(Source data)
----
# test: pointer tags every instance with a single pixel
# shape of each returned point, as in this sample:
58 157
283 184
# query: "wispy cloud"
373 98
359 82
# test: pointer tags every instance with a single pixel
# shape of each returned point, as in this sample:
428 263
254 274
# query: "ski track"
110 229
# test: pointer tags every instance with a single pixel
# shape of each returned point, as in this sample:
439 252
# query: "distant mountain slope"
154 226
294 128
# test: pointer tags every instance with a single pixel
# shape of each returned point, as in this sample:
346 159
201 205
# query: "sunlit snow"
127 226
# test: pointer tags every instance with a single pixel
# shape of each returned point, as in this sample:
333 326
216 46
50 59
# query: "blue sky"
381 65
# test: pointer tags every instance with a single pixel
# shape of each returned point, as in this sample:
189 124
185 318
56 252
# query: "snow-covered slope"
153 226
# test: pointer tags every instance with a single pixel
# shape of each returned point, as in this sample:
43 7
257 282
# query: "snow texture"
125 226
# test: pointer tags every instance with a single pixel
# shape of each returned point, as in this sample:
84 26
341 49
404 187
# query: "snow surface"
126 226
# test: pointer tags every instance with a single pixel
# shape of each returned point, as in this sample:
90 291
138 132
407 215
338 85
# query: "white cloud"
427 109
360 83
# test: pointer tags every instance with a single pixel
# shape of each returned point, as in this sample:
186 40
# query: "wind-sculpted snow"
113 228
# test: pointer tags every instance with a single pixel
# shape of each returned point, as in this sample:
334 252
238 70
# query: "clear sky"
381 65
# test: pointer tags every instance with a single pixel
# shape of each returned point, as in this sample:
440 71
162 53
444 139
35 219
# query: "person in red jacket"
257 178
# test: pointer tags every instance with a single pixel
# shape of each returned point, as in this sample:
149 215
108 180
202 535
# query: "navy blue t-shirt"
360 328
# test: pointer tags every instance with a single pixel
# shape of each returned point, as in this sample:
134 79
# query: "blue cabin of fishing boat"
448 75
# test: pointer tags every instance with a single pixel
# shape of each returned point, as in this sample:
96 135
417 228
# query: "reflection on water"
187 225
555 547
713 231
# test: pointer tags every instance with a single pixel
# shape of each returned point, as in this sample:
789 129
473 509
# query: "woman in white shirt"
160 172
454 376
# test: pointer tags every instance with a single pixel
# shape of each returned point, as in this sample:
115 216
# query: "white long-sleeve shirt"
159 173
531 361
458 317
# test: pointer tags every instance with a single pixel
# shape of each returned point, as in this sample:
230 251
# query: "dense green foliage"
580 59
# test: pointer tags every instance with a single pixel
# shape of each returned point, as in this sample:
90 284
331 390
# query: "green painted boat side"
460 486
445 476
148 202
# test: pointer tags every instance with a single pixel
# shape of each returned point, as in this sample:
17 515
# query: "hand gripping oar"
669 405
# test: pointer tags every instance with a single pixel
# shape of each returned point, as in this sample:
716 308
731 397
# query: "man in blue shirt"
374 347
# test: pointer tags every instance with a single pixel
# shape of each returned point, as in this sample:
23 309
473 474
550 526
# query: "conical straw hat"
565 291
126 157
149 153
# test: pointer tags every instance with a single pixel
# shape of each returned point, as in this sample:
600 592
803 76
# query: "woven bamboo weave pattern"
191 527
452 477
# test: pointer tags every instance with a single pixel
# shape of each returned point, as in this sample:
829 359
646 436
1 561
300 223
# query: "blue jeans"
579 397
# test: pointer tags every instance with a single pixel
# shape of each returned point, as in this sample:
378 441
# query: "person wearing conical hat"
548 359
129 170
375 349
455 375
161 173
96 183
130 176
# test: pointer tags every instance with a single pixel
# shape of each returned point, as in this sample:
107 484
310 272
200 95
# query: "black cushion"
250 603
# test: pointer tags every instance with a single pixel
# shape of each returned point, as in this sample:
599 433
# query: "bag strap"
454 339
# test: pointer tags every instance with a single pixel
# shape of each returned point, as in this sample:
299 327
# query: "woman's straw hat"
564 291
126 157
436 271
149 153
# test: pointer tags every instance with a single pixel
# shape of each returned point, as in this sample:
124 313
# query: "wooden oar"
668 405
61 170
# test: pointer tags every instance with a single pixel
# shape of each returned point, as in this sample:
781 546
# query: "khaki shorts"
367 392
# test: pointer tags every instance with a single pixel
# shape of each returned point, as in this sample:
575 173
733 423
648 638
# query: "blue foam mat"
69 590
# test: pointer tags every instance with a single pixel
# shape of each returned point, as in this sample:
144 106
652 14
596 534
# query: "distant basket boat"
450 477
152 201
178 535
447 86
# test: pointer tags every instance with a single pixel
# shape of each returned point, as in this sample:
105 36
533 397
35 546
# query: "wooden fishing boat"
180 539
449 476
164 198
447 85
----
All the lines above should be written out once more, exactly.

FINISHED TASK:
# test: pointer tags every instance with a single pixel
# shape of each returned point, as in this sample:
58 157
283 184
# query: "wispy cloud"
373 98
359 82
# test: pointer tags every instance with a single pixel
# shape of each returned point, as in this sample:
428 263
254 274
# query: "ski track"
110 229
# test: pointer tags every instance with a single pixel
# shape of each returned point, as in this sample:
439 252
# query: "distant mountain slope"
154 226
294 128
# test: pointer tags every instance with a single pixel
# shape of each returned point, as in this sample:
346 159
201 205
# query: "sunlit snow"
127 226
# test: pointer tags every instance with a single pixel
# shape of each returned point, as in this sample:
333 326
216 46
50 59
# query: "blue sky"
381 65
# test: pointer tags every instance with a single pixel
# shape of each returned point, as in this sample:
189 124
185 318
56 252
# query: "snow-covered slope"
153 226
# test: pointer tags every instance with a single pixel
# shape of each returned point, as in this sample:
43 7
257 282
# query: "snow texture"
125 226
# test: pointer tags every instance with a single pixel
# shape of each returned point, as in this sample:
84 26
341 49
404 187
# query: "snow surface"
126 226
# test: pointer tags every instance with a single pixel
# shape of each returned point, as in this sample:
90 291
138 132
407 215
338 85
# query: "white cloud"
427 109
360 83
# test: pointer tags every instance with a single pixel
# shape of each returned point, as in this sample:
186 40
# query: "wind-sculpted snow"
113 228
# test: pointer tags every instance with a single pixel
# shape of each returned point, as in this sample:
334 252
238 70
# query: "clear sky"
381 65
# test: pointer tags every instance with a single pixel
# shape of each returned point, as in this sample:
440 71
162 53
444 139
35 219
# query: "person in red jacket"
257 178
# test: pointer tags every instance with a single pixel
# shape of each returned point, as in this sample:
149 215
108 180
202 535
# query: "navy blue t-shirt"
360 328
# test: pointer tags every instance with a single pixel
# shape of each returned point, as in this sample:
134 79
# query: "blue cabin of fishing boat"
448 75
# test: pointer tags every instance with a single pixel
# shape of each returned point, as in this sample:
96 135
417 228
# query: "reflection on water"
187 225
555 547
713 231
# test: pointer tags every instance with a single pixel
# shape of each returned point, as in this sample:
789 129
473 509
# query: "woman in white shirt"
160 172
454 376
# test: pointer tags every instance with a single pixel
# shape of each returned point, as in this sample:
115 216
# query: "white long-sleeve shirt"
159 173
531 361
458 317
# test: pointer tags every instance with a single pixel
# shape of each returned point, as in this sample:
230 251
# query: "dense green foliage"
580 59
# test: pointer tags every instance with a single pixel
# shape of each returned point, as in this sample:
90 284
331 390
# query: "green painted boat side"
460 486
445 476
148 202
# test: pointer tags every instance with a single pixel
# shape of each returned point, as in this sample:
17 515
# query: "hand gripping oar"
669 405
# test: pointer tags every instance with a single pixel
# shape of each returned point, as in this sample:
716 308
731 397
# query: "man in blue shirt"
374 347
# test: pointer tags every instance with a single pixel
# shape of each returned point, as in this sample:
23 309
473 474
550 526
# query: "conical straw hat"
565 291
126 157
149 153
# test: pointer tags every instance with a single pixel
# shape of each returned point, as in this sample:
600 592
803 76
# query: "woven bamboo weave pattern"
191 527
452 477
# test: pointer tags every instance with a single pixel
# shape of each returned point, as in this sample:
829 359
646 436
1 561
300 223
# query: "blue jeans"
579 397
# test: pointer tags every instance with a single pixel
# shape of each returned point, as in this sample:
378 441
# query: "person wearing conical hat"
548 359
129 170
375 349
455 375
161 173
96 183
130 176
# test: pointer tags every instance with a single pixel
# shape of each returned point, as in this sample:
107 484
310 272
200 95
# query: "black cushion"
250 603
# test: pointer tags every instance with a single pixel
# shape of each returned point, as in this sample:
599 433
# query: "bag strap"
454 339
# test: pointer tags every instance with a single pixel
# shape of each returned point, as in this sample:
299 327
# query: "woman's straw hat"
564 291
126 157
436 271
149 153
# test: pointer tags every instance with a single pixel
# shape of each returned point, as in this sample:
124 313
# query: "wooden oar"
668 405
61 170
# test: pointer tags every instance with a single pixel
# shape of each returned point, as in this sample:
781 546
# query: "khaki shorts"
367 392
# test: pointer tags every instance with a single pixel
# shape of each returned point, as in this sample:
575 173
733 423
648 638
# query: "blue foam mat"
69 590
# test: pointer tags every instance with a single pixel
# shape of each returned point, as in this sample:
144 106
652 14
596 534
# query: "distant basket boat"
450 477
152 201
178 535
447 86
# test: pointer tags every instance with a single pixel
# shape of each returned point, as in this sample:
105 36
533 397
35 546
# query: "wooden fishing boat"
180 539
449 476
164 198
447 85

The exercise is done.